- [Written instruction]
Update the records below by putting "giant tortoise" wherever "large tortoise" appears, leaving everything else unchanged.

- [Data entries]
_ _ _ _

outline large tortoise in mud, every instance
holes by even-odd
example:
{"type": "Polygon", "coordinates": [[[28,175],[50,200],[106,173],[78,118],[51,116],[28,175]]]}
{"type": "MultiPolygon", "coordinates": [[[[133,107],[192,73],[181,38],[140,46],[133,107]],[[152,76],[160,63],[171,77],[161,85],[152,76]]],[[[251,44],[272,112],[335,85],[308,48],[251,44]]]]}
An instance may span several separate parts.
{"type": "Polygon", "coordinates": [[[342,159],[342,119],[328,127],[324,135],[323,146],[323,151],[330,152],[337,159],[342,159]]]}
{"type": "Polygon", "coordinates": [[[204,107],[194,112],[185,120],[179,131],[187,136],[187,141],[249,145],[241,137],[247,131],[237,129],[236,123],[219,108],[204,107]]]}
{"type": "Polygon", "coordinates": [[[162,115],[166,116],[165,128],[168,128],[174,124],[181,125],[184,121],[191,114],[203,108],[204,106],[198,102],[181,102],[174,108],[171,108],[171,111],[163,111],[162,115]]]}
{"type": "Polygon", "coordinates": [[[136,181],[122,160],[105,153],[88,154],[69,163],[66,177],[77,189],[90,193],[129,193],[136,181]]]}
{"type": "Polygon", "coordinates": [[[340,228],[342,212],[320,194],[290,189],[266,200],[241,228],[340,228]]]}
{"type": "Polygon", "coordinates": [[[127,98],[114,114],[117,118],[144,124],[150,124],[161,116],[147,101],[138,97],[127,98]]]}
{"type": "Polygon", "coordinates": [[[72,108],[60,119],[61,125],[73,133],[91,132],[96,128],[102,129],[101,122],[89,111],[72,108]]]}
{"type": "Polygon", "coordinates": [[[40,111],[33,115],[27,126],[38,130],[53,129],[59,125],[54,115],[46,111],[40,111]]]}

_ _ _ _

- [Exercise solution]
outline giant tortoise in mud, every instance
holes by even-odd
example:
{"type": "Polygon", "coordinates": [[[28,175],[50,200],[106,173],[78,118],[51,116],[28,175]]]}
{"type": "MultiPolygon", "coordinates": [[[[133,107],[192,73],[181,38],[140,46],[133,107]],[[152,76],[160,63],[171,77],[161,85],[152,76]]],[[[251,44],[272,112],[335,85],[308,48],[251,44]]]]}
An instance may span several separate parts.
{"type": "Polygon", "coordinates": [[[342,159],[342,119],[328,127],[324,135],[323,146],[323,151],[330,152],[337,159],[342,159]]]}
{"type": "Polygon", "coordinates": [[[204,107],[194,112],[185,120],[179,131],[187,136],[187,141],[249,145],[241,137],[247,131],[237,129],[236,123],[219,108],[204,107]]]}
{"type": "Polygon", "coordinates": [[[162,115],[166,116],[165,128],[168,128],[174,124],[181,125],[184,121],[191,114],[203,108],[204,106],[198,102],[181,102],[174,108],[171,108],[171,111],[163,111],[162,115]]]}
{"type": "Polygon", "coordinates": [[[136,181],[122,160],[105,153],[88,154],[69,163],[66,177],[77,189],[90,193],[129,193],[136,181]]]}
{"type": "Polygon", "coordinates": [[[340,228],[342,212],[320,194],[290,189],[266,200],[241,228],[340,228]]]}
{"type": "Polygon", "coordinates": [[[127,98],[114,114],[117,118],[144,124],[150,124],[161,116],[147,101],[138,97],[127,98]]]}
{"type": "Polygon", "coordinates": [[[72,108],[60,119],[61,125],[73,133],[91,132],[96,128],[102,129],[101,122],[89,111],[72,108]]]}
{"type": "Polygon", "coordinates": [[[40,111],[33,115],[27,126],[38,130],[53,129],[59,125],[54,115],[46,111],[40,111]]]}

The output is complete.